Reproduce all of the material below word for word, leaving out the pictures.

#### Records shown ####

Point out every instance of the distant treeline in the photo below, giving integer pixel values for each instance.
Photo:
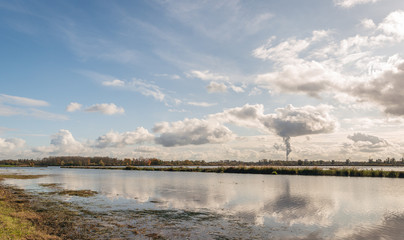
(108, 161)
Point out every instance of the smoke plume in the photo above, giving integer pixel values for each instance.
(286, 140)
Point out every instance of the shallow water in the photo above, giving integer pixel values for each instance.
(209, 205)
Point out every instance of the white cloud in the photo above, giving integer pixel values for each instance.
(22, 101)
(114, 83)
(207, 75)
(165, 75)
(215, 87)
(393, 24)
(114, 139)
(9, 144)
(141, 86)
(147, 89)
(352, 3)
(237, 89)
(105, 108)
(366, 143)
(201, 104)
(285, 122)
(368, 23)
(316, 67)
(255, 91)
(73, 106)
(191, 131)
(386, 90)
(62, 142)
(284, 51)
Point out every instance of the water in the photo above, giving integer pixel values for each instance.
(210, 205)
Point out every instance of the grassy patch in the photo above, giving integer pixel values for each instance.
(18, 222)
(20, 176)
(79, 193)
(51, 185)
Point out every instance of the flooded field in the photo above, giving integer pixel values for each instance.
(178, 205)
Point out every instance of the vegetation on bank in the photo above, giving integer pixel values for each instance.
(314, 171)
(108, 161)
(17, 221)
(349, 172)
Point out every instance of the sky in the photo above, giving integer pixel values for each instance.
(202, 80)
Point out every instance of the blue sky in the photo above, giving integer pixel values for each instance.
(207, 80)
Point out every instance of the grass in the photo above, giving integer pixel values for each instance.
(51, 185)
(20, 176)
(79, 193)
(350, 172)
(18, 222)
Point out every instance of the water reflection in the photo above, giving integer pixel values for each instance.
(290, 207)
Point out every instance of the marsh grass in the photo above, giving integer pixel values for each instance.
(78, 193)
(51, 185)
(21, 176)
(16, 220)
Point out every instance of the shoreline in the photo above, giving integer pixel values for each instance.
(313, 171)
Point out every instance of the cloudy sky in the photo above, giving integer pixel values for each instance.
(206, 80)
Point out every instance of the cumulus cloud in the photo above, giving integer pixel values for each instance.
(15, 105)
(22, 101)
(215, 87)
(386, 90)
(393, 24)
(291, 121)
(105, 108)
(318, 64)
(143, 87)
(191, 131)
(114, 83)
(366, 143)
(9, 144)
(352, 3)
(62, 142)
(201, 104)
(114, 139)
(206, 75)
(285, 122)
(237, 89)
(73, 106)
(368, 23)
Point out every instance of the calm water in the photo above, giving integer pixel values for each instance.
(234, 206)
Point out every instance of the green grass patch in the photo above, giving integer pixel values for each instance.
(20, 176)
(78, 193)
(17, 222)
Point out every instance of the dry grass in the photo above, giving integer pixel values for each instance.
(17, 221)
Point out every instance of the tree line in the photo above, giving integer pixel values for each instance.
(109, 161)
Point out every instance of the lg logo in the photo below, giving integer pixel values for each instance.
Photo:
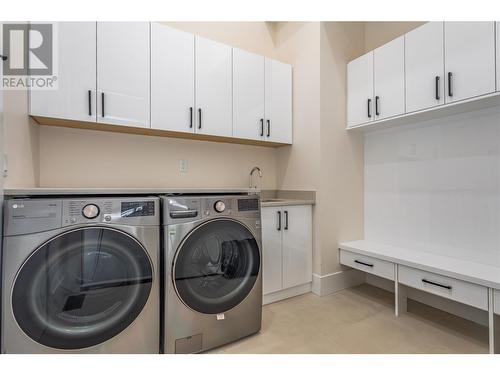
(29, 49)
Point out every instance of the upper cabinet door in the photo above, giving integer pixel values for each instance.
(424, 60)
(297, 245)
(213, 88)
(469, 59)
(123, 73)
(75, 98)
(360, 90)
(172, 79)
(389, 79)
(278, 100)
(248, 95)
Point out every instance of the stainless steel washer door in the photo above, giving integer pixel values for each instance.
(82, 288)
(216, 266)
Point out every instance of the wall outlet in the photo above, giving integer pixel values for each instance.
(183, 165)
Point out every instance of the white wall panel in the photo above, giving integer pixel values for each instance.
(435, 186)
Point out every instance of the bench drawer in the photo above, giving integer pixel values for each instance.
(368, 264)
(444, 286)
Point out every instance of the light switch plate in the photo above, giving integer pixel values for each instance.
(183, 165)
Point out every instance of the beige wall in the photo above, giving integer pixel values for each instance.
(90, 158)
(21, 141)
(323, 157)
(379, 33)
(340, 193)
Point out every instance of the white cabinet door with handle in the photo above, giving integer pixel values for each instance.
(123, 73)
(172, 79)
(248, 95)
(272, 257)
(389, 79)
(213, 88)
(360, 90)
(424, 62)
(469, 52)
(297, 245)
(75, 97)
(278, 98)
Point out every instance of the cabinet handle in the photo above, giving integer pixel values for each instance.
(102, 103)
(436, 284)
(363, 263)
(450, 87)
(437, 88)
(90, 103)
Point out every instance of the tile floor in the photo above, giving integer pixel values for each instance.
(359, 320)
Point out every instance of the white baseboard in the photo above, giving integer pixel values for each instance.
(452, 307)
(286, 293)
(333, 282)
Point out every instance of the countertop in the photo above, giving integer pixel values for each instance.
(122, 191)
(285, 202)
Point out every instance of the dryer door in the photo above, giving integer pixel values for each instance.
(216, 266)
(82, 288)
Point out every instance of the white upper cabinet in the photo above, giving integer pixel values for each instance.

####

Written response:
Point out every instance of the distant treeline in the photo below, giving integer pixel values for each instance.
Photo:
(108, 161)
Point out every instance of the smoke plume in the photo above, giving integer pixel values for each instance.
(286, 140)
Point out every instance of the shallow water in the photo above, giving integer pixel values for each instance.
(209, 205)
Point out every instance of the white cloud in the photo above, giving integer pixel values for each instance.
(22, 101)
(114, 83)
(207, 75)
(165, 75)
(215, 87)
(393, 24)
(114, 139)
(9, 144)
(141, 86)
(147, 89)
(352, 3)
(237, 89)
(105, 108)
(366, 143)
(201, 104)
(285, 122)
(368, 23)
(316, 67)
(255, 91)
(73, 106)
(191, 131)
(386, 90)
(62, 142)
(284, 51)
Point out every instance of the water in the photo above, giving integer pixel values for each instance.
(210, 205)
Point out every instance of the grassy patch in the photo above, giving integer pixel values for each instance.
(18, 222)
(20, 176)
(79, 193)
(51, 185)
Point out every instance of the flooded field in the photo above, giving integer pixel values for each instance.
(178, 205)
Point out every instance of the vegetation on bank in the photo above, giving integer pixel values for each instance.
(314, 171)
(108, 161)
(17, 221)
(349, 172)
Point out every instance of the sky in the photo above, giving integer pixel values for each instance.
(202, 80)
Point out every instance of the blue sky in the photo above, giving integer pixel values for each instance.
(207, 80)
Point out every instance of the grass in the photo above, giving integer pixel values for each instance.
(51, 185)
(20, 176)
(79, 193)
(350, 172)
(18, 222)
Point out every instance of the water reflection in the photo above, giving integer pixel values for each instance.
(290, 207)
Point out every instance of the marsh grass in the photo above, giving integer pixel values for each instance.
(78, 193)
(51, 185)
(21, 176)
(16, 220)
Point out every instance of the shoreline in the photo above, giving integer pixel values for each instance.
(313, 171)
Point out every instance of the cloudy sky in the photo above, giving integer pixel values for each instance.
(206, 80)
Point out every instance of the cumulus cloud in the photo above, giving integer pixel values for each instance.
(15, 105)
(22, 101)
(215, 87)
(386, 90)
(393, 24)
(291, 121)
(105, 108)
(318, 64)
(143, 87)
(191, 131)
(114, 83)
(366, 143)
(9, 144)
(352, 3)
(62, 142)
(201, 104)
(114, 139)
(206, 75)
(285, 122)
(237, 89)
(73, 106)
(368, 23)
Point out every instance of the calm water in the photo above, giving integer pixel values for each instance.
(234, 206)
Point out every instance of the green grass patch in the photo above, giving integer pixel values for each instance.
(20, 176)
(78, 193)
(17, 222)
Point out every instance of the dry grass in the photo above, giving integer pixel values for each instance.
(17, 221)
Point out every instance of the tree line in the photo above, giving integer pixel values for each instance.
(109, 161)
Point out every instance of the lg logo in the photo below, giving integer pixel values for each instance.
Photo:
(29, 49)
Point out every instance of the upper cabinet door in the photo above, giving integer pixel values for each instance.
(424, 60)
(297, 245)
(213, 88)
(469, 59)
(123, 73)
(75, 98)
(360, 90)
(172, 79)
(389, 79)
(278, 100)
(248, 95)
Point out every instance of the stainless steel washer door in the photo above, giving integer pixel values for each instance.
(82, 288)
(216, 266)
Point out every instance of the wall outlet in the photo above, giving integer pixel values for each instance.
(183, 165)
Point out every instance of the white wall panel in the photo above, giving integer pixel values for each instance.
(435, 186)
Point out every instance of the bench drawer in the photo above, giving integer pixel values for each instance.
(368, 264)
(444, 286)
Point out every instance of the light switch plate in the photo above, giving integer pixel values for each instance.
(183, 165)
Point out every instance of the beige wall in the photo above, giving integer pixel values for each instance.
(90, 158)
(21, 141)
(323, 157)
(379, 33)
(340, 193)
Point out every instance of the white cabinet door with handle in the photo above, giving integer pixel values for each instance.
(123, 73)
(172, 79)
(248, 95)
(272, 257)
(389, 79)
(213, 88)
(360, 90)
(424, 62)
(469, 52)
(297, 245)
(75, 97)
(278, 98)
Point out every instance of the cabinet handle in the photo above, giving integer pixel values for each instance.
(102, 103)
(436, 284)
(363, 263)
(450, 87)
(437, 88)
(90, 103)
Point out every instance of the tile floor in the photo above, giving integer pixel values for each instance.
(359, 320)
Point out every instance of the white baseboard in the photo above, giving integer pixel values for each instance.
(452, 307)
(286, 293)
(333, 282)
Point out every instance of the countertop in the photo above, giving integer pixel values for each instance.
(122, 191)
(285, 202)
Point out every instance of the dryer door in the photo above, giving integer pixel values for each instance.
(216, 266)
(82, 288)
Point out every instance of the white upper cabinet in the photo above, giving integer pixel values for each instance.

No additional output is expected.